▶ **Your objective**
Can you quote exactly the stretch of lines from the one with "A point marks every instance of the sunset" through the final line of the material, both ends included?

═════ Records for processing

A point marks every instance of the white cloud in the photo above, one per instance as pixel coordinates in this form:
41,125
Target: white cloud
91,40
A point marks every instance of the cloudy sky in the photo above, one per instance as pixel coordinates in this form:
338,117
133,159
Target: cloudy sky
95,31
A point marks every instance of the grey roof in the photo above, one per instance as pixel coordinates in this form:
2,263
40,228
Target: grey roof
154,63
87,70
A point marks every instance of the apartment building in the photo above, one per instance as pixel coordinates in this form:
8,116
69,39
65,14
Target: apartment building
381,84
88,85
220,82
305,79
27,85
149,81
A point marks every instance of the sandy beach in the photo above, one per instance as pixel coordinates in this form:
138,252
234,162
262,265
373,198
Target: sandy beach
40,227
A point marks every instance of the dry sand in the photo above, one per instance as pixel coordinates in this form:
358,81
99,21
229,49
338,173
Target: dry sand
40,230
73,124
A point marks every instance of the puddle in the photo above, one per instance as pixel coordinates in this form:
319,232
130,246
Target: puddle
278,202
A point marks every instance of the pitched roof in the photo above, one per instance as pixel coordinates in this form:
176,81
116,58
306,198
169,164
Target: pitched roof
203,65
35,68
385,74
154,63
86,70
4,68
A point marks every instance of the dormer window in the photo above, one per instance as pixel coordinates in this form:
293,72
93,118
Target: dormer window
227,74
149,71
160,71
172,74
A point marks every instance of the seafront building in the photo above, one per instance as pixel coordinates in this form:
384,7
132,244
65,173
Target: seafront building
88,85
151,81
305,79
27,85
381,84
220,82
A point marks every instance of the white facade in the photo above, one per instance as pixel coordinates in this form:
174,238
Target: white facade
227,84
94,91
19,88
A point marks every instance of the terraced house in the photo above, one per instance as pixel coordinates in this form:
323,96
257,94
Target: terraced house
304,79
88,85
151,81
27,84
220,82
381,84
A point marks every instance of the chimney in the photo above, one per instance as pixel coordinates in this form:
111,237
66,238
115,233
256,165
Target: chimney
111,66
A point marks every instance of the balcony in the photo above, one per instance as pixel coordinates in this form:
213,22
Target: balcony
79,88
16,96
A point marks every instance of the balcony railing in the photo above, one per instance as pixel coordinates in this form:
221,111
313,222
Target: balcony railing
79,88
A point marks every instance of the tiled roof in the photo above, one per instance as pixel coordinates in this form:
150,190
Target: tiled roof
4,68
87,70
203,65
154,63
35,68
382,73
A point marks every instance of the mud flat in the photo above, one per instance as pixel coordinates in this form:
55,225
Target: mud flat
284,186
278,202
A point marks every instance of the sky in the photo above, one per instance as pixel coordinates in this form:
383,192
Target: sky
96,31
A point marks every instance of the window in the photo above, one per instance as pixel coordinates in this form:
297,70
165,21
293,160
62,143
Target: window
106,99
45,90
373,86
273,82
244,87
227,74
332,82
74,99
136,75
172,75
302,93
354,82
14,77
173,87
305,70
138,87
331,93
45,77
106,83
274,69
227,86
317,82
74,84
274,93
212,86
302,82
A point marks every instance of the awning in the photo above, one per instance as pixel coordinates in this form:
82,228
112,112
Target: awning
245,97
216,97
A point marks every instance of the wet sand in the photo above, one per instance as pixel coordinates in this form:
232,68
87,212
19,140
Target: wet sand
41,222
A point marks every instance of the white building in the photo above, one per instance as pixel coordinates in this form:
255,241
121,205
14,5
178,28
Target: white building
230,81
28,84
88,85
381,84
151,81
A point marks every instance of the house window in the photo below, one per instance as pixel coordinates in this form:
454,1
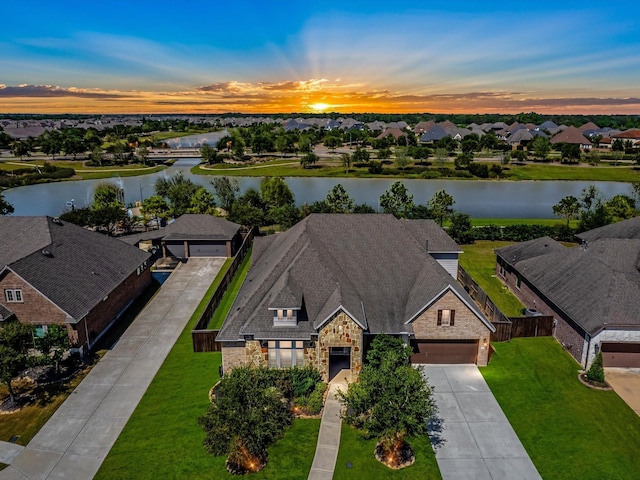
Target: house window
286,353
13,295
446,318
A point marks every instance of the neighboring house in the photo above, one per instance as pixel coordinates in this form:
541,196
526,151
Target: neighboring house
318,293
192,235
54,272
591,290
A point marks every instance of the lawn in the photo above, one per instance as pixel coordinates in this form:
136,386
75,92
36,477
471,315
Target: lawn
163,439
569,430
479,261
230,295
359,452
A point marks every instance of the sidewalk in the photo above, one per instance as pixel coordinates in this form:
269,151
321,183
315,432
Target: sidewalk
324,461
77,438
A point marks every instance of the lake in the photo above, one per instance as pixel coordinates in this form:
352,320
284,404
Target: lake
478,198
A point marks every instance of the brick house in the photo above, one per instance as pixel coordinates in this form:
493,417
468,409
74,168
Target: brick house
591,290
318,293
54,272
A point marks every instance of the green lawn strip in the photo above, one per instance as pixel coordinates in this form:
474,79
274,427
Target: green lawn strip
479,261
569,430
230,295
359,452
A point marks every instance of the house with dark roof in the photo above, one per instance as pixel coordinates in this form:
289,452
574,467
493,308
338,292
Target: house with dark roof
318,293
591,290
54,272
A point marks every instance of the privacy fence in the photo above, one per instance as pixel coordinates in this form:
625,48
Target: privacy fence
204,339
506,327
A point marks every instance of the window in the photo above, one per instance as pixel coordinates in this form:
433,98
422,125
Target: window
286,353
13,295
446,318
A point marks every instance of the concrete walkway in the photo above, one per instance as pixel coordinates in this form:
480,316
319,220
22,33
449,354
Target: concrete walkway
324,461
77,438
473,439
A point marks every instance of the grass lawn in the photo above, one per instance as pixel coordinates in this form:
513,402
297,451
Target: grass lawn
230,295
358,451
479,261
569,430
163,439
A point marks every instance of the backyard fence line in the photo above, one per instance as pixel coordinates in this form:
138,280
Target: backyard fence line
203,338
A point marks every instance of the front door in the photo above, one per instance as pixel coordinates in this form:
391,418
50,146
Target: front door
339,359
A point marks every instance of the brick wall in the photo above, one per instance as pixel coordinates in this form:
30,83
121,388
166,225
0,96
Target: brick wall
565,332
467,326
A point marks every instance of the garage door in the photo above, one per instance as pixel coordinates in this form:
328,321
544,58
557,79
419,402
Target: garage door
445,351
207,250
625,355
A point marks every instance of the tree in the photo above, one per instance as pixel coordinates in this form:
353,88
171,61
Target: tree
309,159
226,189
568,207
338,200
391,401
15,340
346,161
54,344
202,202
247,414
397,200
441,204
5,207
461,229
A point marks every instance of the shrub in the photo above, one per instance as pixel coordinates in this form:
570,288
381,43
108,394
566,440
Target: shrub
596,371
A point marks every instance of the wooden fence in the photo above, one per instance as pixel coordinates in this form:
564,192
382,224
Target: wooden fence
204,339
506,327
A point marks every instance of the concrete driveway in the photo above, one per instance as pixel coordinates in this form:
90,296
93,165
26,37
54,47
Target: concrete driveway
626,383
472,438
77,438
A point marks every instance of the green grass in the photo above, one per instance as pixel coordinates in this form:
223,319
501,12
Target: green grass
163,439
230,295
479,261
359,451
569,430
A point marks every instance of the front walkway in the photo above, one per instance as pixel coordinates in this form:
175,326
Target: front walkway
77,438
473,438
324,461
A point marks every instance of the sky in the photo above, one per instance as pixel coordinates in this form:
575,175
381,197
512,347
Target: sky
281,56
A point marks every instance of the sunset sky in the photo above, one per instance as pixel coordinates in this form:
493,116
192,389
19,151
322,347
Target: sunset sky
314,56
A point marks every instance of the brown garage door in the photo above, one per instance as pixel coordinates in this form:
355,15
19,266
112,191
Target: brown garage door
445,351
621,354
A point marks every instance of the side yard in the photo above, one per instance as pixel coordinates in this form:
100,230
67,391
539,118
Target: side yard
569,430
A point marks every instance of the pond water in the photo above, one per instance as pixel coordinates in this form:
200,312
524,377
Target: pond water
478,198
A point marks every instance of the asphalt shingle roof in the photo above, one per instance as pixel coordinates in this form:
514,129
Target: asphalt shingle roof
373,266
73,267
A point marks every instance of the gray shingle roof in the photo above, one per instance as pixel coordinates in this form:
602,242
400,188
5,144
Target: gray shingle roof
596,287
80,268
373,266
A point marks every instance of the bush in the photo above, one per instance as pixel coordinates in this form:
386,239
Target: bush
596,371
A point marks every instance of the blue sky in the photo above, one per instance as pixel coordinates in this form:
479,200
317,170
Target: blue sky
292,56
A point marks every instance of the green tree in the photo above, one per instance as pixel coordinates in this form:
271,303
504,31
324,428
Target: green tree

══════════

▶ **Completed task**
A point marks every instance of the sunset sky in the photo above, one per instance as pixel coordinates in this form:
493,116
192,389
19,151
322,347
Target: sunset sky
314,56
A point marks every instance of the brown garage door in the photo above, one per instance as pixel coordinates in this form:
355,15
19,266
112,191
Target: brown garage door
445,351
621,354
A point marks every instance of the side yard in the photo above, one per instance as pixel coordinates in this form:
100,230
67,391
539,118
Target: side yard
569,430
A point marks every instance of the pond water in the photo above, one per instance as pixel coordinates in this form:
200,312
524,377
Target: pond water
478,198
A point marks every instance of the asphalt shingle roof in the photo above, one per instance as pixel coordinates in this form:
514,129
Target: asphalt shingle roof
373,266
73,267
A point marks every instance of the gray shingle roof in the photo above, one per instance as pixel coordinates in this form:
602,242
400,188
5,144
Target: gray shingle roof
596,287
80,268
373,266
A point marks every instance of the bush in the photo above, one per instance as pixel coordinates in this form:
386,239
Target: bush
596,371
A point marks every instance of the blue sky in the photo above, one per instance as pixel coordinates in this form:
479,200
317,170
Target: blue sky
292,56
A point marks every instance of the green tree in the photo above, one per instance as pixel coordinates in this form:
271,303
504,31
324,428
Target: green tree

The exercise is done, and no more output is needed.